Stored items:
((
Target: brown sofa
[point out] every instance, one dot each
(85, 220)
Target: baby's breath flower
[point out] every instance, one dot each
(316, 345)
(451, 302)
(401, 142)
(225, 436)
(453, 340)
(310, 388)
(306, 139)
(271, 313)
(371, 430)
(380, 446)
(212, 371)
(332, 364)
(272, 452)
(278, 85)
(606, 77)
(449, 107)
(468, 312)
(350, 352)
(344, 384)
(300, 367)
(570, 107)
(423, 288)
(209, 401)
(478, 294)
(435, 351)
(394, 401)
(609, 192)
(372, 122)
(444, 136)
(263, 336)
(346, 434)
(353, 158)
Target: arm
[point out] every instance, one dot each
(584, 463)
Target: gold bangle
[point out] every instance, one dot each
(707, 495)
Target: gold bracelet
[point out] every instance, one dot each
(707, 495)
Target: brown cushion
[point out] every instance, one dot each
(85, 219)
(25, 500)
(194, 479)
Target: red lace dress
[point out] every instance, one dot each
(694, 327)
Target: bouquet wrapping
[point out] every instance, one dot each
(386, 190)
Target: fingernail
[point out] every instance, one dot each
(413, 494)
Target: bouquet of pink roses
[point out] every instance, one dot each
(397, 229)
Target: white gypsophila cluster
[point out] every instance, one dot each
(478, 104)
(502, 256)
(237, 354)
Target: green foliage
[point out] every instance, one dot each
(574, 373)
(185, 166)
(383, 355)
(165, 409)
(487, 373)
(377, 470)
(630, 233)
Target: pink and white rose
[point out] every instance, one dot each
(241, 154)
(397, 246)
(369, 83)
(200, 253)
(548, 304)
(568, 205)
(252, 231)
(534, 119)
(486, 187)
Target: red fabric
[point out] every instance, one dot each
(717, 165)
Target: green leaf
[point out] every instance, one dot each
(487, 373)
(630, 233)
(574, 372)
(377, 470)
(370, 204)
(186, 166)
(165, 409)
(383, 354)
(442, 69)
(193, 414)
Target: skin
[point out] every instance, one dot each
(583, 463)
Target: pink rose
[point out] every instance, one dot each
))
- [WHAT IS EXPECTED]: Write out all the lines again, exactly as they are.

- [WRITTEN REPLY]:
Target: brown sofa
[point out] every instance, one dot each
(85, 220)
Target: baby's breath flower
[point out] every instance, one dot each
(316, 345)
(451, 302)
(401, 142)
(225, 436)
(453, 340)
(310, 388)
(306, 139)
(271, 313)
(371, 430)
(380, 446)
(212, 371)
(332, 364)
(272, 452)
(278, 85)
(606, 77)
(449, 107)
(468, 312)
(350, 352)
(344, 384)
(300, 367)
(570, 107)
(423, 288)
(209, 401)
(478, 294)
(435, 351)
(394, 401)
(609, 192)
(372, 122)
(444, 136)
(263, 336)
(346, 434)
(353, 158)
Target: arm
[point out] every instance, one dot each
(584, 463)
Target: gold bangle
[point out] every instance, one dot each
(707, 495)
Target: gold bracelet
[point out] every instance, one dot each
(707, 495)
Target: brown cushion
[point out] every instance, one dot each
(85, 219)
(25, 500)
(194, 479)
Target: red lace dress
[point out] every instance, one dot each
(694, 327)
Target: bouquet wrapping
[point out] every instance, one dot each
(386, 190)
Target: fingernail
[point out] every instance, one dot each
(413, 494)
Target: bouquet of pink roses
[point out] every instance, one dot each
(397, 229)
Target: white gypsophila cluster
[point out] every instance, one dot each
(478, 104)
(502, 256)
(237, 354)
Target: green foliage
[point out] every instance, one dot each
(574, 373)
(185, 166)
(383, 355)
(165, 409)
(487, 373)
(377, 470)
(630, 233)
Target: pink and white rose
[point out] every instance, one dot each
(241, 154)
(397, 246)
(369, 83)
(200, 253)
(548, 304)
(568, 205)
(252, 231)
(534, 119)
(486, 187)
Target: red fabric
[point out] every instance, one dot each
(717, 165)
Target: green leaf
[point out] every instance, one dot each
(487, 373)
(630, 233)
(574, 372)
(377, 470)
(370, 204)
(186, 166)
(165, 409)
(383, 354)
(442, 69)
(193, 414)
Target: skin
[point out] every instance, one dot each
(583, 463)
Target: pink rose
[point out] every instance, one dot each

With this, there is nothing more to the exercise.